Aim
Lay out every line of the records below as a JSON list of strings, one string per line, leaving out any blank lines.

(Region annotation records)
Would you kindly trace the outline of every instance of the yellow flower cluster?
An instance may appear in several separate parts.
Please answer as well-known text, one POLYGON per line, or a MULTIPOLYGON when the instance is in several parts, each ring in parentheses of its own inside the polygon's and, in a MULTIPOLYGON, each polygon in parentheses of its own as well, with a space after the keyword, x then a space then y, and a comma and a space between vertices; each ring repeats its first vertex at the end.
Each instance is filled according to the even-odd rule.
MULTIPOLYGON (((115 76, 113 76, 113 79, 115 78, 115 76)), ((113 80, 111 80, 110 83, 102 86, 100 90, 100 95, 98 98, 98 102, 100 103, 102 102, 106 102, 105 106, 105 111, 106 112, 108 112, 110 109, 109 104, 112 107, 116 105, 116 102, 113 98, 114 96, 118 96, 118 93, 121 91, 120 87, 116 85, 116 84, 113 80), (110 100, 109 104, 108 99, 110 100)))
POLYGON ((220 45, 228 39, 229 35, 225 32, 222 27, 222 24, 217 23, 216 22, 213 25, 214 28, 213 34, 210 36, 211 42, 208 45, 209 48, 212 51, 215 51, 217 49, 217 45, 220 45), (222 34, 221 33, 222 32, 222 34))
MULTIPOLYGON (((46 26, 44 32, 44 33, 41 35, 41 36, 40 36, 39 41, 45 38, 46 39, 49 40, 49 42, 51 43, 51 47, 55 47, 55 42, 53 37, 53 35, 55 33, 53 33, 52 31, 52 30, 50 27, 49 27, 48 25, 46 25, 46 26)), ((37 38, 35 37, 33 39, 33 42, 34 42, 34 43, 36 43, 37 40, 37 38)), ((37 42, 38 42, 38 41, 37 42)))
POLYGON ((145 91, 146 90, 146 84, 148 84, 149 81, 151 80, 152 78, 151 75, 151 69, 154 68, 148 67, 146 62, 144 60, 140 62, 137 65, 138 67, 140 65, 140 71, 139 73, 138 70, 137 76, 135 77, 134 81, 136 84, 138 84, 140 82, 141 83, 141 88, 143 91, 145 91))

Task answer
[
  "Would you kindly trace the outline of every instance of the yellow flower cluster?",
  "An instance may appear in several separate parts.",
  "Please answer as well-known text, one POLYGON per line, or a MULTIPOLYGON when the instance is in several parts, each ring in parentheses of its own inside the polygon's and, in a MULTIPOLYGON, each polygon in parentheses of its own as well, with a space after the keyword, x then a space then y, and a comma and a space between vertices; each ring repeats its first vertex at the end.",
  "Each instance is filled according to the even-odd rule.",
  "MULTIPOLYGON (((115 76, 113 76, 113 79, 115 78, 115 76)), ((113 80, 111 80, 110 83, 102 86, 100 90, 100 95, 98 98, 98 102, 100 103, 102 102, 106 102, 105 106, 105 111, 106 112, 108 112, 110 109, 109 104, 112 107, 116 105, 116 102, 113 98, 114 96, 118 96, 118 93, 121 91, 120 87, 116 85, 116 84, 113 80), (110 100, 109 104, 108 99, 110 100)))",
  "POLYGON ((220 45, 228 39, 229 35, 225 32, 222 27, 222 24, 217 23, 216 22, 213 25, 214 28, 213 34, 210 36, 211 42, 208 45, 209 48, 212 51, 215 51, 217 49, 217 45, 220 45), (222 34, 221 33, 222 32, 222 34))",
  "MULTIPOLYGON (((46 26, 44 32, 44 33, 41 35, 41 36, 40 36, 39 41, 45 38, 46 39, 49 40, 49 42, 51 43, 51 47, 55 47, 55 42, 53 37, 53 35, 55 33, 53 33, 52 31, 52 30, 50 27, 49 27, 48 25, 46 25, 46 26)), ((37 38, 35 37, 33 39, 33 42, 34 42, 34 43, 36 43, 37 40, 37 38)), ((37 42, 38 42, 38 41, 37 42)))",
  "POLYGON ((145 91, 146 90, 146 84, 148 84, 149 81, 151 80, 152 78, 151 75, 151 69, 154 68, 148 67, 146 62, 144 60, 140 62, 137 65, 138 67, 140 65, 140 71, 139 73, 138 70, 137 76, 135 77, 134 81, 136 84, 138 84, 140 82, 141 83, 141 88, 143 91, 145 91))"
]